Different types of cancers plague human beings. However, skin cancer stands out with its huge number of victims. More than 100,000 people are diagnosed with basal cell carcinoma annually. Cancer results from the uncontrolled multiplication of cells. These cells accumulate into masses called tumors. They then consume nutrients and oxygen meant for neighboring cells. Without these, the real cells will not survive. The largest category of cancers of the skin is basal cell carcinoma. To understand this type of cancer, we must mention that it starts in the cells called basal. When exposed to ultraviolet (UV) radiation, basal cells located in the skin's epidermis grow uncontrollably. It is a non-melanoma skin cancer with prolonged growth. It rarely spreads to other body organs. Patients are advised to seek treatment, as its cure rate is very promising.

* What to do:
1. Rewrite the paragraph of the skin cancer passage that begins "Different types of cancers plague human beings" as a short bulleted list, keeping its main facts.
2. Answer these questions using the skin cancer passage:
(a) How many people are diagnosed with basal cell carcinoma annually?
(b) What are the masses formed by accumulating cancer cells called?
(c) In which layer of the skin are basal cells located?

* Entries provided:
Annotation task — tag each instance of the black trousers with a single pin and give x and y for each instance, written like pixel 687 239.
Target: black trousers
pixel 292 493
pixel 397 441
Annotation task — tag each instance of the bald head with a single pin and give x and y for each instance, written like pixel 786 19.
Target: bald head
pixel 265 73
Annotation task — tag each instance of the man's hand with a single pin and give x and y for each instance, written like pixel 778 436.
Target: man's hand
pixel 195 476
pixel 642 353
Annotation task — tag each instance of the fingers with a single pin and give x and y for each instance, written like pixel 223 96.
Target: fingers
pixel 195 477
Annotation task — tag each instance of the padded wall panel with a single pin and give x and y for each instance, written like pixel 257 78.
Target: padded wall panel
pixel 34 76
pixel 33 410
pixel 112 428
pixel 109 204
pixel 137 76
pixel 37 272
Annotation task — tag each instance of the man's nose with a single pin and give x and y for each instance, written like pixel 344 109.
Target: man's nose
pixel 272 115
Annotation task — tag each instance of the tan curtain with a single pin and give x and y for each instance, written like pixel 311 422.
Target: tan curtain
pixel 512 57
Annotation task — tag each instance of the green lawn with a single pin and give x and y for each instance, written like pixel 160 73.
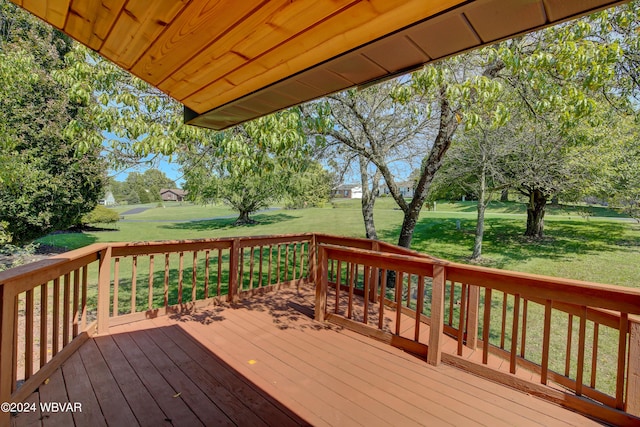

* Solutions to each task:
1.
- Skin cancer stands out among cancers for its large number of victims. More than 100,000 people are diagnosed with basal cell carcinoma each year.
- Cancer is the uncontrolled multiplication of cells. These cells form tumors that take the nutrients and oxygen neighboring cells need to survive.
- Basal cell carcinoma is the largest category of skin cancer. It starts in basal cells in the epidermis, which grow uncontrollably when exposed to ultraviolet (UV) radiation.
- It is a slow-growing non-melanoma cancer that rarely spreads to other organs.
- Its cure rate is very promising, so patients are advised to seek treatment.

2.
(a) More than 100,000 people.
(b) Tumors.
(c) The epidermis.